From the data that follows, report the number of lines including "below", and only that number.

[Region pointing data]
▬▬▬▬▬▬▬▬▬▬

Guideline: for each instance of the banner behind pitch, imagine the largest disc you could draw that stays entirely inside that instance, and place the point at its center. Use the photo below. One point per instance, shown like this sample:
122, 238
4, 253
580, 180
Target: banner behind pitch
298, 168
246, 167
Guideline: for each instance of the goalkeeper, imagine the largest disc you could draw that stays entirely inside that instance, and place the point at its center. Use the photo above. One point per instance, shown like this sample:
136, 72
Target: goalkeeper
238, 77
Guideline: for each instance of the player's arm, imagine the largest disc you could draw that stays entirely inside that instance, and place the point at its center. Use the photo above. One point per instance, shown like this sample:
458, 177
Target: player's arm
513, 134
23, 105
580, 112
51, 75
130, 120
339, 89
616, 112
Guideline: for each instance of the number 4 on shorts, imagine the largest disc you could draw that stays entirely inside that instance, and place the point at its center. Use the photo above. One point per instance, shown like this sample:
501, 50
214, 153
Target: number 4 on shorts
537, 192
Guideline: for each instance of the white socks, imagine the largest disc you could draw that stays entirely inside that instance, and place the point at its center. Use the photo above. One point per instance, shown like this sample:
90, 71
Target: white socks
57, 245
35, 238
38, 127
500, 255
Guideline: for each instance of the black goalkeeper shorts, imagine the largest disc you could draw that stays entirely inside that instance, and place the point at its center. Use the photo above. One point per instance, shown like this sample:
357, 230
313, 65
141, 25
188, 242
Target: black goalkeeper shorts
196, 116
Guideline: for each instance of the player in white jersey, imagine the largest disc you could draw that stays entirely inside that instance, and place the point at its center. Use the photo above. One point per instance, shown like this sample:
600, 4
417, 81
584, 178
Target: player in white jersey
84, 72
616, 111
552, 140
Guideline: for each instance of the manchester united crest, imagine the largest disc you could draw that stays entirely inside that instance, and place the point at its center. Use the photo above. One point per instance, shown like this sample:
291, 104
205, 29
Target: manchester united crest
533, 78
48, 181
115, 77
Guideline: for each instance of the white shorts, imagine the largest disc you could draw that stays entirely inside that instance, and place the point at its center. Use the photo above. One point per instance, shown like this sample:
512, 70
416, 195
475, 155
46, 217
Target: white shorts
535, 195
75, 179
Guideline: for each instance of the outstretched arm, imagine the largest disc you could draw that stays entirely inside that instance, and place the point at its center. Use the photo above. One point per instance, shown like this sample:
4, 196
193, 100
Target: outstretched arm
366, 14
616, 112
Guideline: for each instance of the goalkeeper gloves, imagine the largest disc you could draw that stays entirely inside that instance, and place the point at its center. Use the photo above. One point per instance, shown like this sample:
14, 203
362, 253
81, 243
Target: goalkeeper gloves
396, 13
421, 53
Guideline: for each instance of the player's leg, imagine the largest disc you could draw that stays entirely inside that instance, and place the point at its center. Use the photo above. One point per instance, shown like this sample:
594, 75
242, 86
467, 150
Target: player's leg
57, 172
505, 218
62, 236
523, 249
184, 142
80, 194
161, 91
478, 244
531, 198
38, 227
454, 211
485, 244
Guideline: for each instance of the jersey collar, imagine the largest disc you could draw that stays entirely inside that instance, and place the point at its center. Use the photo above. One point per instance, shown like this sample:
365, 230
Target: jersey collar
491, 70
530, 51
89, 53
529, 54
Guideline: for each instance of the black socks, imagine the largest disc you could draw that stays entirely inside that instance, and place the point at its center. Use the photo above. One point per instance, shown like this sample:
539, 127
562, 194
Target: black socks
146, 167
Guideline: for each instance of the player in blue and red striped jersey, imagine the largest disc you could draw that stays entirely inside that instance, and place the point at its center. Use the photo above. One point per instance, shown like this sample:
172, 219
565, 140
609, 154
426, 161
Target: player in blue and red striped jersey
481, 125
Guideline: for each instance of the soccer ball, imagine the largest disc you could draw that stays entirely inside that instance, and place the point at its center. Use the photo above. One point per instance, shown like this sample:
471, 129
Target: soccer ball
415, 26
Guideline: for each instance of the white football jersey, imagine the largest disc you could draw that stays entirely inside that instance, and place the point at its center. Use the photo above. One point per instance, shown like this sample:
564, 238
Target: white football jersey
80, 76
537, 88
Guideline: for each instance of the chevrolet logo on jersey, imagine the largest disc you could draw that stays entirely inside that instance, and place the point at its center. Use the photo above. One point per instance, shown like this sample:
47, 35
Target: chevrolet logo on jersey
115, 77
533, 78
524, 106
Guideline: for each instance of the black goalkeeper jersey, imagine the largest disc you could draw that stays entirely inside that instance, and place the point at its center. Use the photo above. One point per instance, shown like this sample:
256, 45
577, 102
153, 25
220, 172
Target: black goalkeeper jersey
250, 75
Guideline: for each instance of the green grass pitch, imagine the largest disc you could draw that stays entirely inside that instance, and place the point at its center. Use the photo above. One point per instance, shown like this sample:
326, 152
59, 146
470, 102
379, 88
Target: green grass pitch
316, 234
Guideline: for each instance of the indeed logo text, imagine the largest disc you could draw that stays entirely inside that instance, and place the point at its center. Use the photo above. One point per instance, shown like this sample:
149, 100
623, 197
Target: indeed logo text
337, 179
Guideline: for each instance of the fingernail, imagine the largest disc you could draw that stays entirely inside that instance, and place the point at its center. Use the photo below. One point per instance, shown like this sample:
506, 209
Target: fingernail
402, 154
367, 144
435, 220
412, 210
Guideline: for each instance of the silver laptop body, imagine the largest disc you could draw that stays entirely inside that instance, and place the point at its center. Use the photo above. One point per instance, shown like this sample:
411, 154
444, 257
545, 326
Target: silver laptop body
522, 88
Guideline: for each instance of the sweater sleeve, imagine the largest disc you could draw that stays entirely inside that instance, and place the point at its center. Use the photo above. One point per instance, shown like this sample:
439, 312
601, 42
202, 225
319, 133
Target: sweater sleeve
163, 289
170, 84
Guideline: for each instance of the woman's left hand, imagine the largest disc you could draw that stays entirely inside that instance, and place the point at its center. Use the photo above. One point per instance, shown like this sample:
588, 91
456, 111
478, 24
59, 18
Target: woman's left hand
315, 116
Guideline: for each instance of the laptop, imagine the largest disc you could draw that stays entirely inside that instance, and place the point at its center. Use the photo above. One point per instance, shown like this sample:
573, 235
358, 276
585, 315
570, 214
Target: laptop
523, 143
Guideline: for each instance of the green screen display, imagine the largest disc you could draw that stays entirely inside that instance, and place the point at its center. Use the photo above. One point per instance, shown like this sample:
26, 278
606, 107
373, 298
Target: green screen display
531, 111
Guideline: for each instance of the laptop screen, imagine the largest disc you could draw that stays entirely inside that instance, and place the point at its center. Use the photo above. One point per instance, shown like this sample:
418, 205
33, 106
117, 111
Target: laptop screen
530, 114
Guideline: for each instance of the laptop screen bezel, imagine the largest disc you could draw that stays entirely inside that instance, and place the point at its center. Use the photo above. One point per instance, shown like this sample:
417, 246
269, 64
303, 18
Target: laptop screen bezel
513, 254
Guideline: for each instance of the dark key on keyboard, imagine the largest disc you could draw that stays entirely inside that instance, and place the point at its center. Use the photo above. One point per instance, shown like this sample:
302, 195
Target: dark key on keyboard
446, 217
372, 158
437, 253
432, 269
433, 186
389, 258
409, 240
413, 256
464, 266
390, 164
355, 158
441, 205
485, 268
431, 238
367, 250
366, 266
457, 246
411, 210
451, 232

▬▬▬▬▬▬▬▬▬▬

● TASK ANSWER: 2